[Stored items from a collection]
┌──

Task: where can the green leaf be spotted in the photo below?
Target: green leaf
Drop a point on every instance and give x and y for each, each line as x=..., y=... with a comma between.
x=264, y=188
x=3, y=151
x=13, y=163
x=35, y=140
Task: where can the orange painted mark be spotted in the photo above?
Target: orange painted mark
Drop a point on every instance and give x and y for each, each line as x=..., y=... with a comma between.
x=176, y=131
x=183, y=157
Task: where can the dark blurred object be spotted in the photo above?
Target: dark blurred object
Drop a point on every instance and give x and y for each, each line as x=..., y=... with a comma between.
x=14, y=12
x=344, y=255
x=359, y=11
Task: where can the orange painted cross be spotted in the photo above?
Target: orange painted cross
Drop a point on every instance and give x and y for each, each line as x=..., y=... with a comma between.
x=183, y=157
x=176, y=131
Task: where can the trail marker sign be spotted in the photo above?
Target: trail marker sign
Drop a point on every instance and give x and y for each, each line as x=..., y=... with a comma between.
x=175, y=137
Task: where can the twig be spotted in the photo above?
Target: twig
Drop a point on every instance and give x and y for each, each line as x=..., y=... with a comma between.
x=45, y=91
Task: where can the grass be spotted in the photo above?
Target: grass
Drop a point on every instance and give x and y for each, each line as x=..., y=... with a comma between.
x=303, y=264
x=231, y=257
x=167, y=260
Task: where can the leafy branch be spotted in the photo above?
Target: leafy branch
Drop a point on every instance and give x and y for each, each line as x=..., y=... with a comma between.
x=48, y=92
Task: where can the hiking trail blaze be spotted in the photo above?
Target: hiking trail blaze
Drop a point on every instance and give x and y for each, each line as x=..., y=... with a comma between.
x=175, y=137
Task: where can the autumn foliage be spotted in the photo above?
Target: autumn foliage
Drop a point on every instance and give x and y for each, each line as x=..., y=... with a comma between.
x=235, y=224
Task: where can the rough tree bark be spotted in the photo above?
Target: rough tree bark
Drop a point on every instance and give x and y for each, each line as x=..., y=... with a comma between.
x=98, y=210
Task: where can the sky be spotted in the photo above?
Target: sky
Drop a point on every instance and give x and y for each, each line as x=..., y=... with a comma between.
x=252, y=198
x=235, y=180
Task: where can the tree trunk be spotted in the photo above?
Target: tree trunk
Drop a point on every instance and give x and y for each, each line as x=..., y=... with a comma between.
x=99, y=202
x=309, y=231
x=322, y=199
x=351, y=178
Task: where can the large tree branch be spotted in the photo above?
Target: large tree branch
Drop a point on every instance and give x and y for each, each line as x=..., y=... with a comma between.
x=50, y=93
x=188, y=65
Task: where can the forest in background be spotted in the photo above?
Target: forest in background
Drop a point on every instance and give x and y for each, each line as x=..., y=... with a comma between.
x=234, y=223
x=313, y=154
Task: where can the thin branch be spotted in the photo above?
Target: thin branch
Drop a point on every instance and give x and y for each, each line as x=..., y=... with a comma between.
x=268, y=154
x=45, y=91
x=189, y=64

└──

• Directions
Return every line of the entries above that the string "tree" appears in.

• Result below
Task: where can the rough tree bark be spotted in the photo above?
Target: rough tree bark
Task: where can the tree trunk be spotted in the photo above?
Target: tree trunk
Task: where can the large tree branch be spotted in the photo above?
Target: large tree branch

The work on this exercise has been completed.